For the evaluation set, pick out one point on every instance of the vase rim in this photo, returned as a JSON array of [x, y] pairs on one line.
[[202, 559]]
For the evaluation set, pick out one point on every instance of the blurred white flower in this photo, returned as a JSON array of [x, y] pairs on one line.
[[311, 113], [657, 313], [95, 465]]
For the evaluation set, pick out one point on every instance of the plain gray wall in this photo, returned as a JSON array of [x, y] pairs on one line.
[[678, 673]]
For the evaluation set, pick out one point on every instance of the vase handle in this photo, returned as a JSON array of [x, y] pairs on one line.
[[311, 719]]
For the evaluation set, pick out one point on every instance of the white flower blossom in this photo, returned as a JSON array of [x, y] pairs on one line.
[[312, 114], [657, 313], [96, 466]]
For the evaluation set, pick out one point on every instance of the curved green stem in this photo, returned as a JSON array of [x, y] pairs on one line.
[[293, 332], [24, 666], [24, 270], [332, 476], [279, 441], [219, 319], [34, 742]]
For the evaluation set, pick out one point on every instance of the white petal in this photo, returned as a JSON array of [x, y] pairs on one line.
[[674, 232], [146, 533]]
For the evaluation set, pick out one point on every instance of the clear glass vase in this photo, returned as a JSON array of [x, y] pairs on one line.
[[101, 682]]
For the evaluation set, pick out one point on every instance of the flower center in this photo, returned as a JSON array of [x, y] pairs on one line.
****************
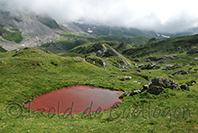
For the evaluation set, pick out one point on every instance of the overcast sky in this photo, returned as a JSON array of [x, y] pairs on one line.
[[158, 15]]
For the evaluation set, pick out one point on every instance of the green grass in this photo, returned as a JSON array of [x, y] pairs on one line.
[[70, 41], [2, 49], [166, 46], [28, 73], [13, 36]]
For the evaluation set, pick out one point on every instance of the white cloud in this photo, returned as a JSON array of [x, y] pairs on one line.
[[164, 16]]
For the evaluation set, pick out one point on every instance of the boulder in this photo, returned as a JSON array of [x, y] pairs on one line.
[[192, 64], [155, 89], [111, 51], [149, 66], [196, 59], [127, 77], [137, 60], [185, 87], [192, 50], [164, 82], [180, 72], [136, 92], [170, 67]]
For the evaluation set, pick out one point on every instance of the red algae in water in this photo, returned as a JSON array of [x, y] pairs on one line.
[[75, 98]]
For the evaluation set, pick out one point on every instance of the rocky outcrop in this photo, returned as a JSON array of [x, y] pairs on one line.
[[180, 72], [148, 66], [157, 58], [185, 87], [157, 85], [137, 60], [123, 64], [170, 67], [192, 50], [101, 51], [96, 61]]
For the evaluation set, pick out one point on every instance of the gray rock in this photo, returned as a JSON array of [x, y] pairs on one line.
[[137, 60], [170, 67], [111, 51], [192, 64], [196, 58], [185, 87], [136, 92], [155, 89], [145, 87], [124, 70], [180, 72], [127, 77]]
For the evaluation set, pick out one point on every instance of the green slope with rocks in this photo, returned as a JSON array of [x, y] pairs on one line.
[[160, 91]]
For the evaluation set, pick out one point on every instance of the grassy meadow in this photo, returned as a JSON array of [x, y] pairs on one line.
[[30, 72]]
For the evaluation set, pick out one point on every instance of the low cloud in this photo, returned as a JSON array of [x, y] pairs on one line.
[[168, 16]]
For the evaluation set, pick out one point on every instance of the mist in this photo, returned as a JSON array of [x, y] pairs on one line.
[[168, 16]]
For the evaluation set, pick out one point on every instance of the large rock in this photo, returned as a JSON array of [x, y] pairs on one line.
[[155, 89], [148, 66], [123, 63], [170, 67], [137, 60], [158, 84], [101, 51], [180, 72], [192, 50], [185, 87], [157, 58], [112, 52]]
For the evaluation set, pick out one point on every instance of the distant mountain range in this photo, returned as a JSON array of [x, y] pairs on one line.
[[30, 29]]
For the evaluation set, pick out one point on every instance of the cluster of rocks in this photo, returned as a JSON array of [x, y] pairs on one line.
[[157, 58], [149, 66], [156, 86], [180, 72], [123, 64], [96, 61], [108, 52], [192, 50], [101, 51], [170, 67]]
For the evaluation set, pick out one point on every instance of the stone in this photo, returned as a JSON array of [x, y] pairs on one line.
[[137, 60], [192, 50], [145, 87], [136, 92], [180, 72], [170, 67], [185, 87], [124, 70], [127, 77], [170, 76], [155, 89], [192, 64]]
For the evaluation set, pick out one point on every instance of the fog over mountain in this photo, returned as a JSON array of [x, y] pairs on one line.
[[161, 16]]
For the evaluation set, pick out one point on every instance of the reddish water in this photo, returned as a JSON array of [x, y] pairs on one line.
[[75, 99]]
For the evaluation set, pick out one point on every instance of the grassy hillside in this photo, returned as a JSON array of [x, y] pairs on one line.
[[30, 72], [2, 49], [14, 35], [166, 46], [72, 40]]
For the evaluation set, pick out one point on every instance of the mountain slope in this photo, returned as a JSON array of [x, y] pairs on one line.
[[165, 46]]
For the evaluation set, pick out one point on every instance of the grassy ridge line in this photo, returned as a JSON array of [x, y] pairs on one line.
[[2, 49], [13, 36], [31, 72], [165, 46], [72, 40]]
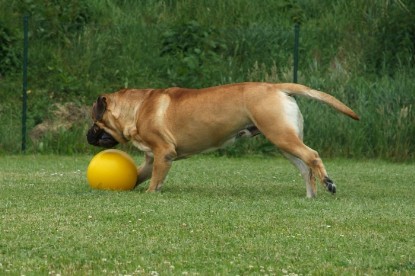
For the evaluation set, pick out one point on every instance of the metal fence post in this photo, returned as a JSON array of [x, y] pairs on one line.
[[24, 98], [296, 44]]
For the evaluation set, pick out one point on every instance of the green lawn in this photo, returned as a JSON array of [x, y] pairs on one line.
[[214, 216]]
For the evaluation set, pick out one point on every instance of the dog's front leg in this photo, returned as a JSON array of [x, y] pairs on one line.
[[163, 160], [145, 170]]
****************
▶ [The task]:
Put the data that opens with the line containing "the grassy ridge" and closes with the line containing "[[2, 49], [13, 36], [31, 72], [165, 46], [72, 40]]" into a two-column CSV with the headers text and answer, one row for each piece of text paired with the answer that follows it. Put every field in double quotes and change any line breaks to spaces.

▶ [Full output]:
text,answer
"For the evaluation set, pick out one point on every instance of the grassy ridge line in this photo, returned as a JSON array of [x, y] pairs on one line.","[[2, 49], [13, 36], [31, 72], [165, 46], [72, 40]]"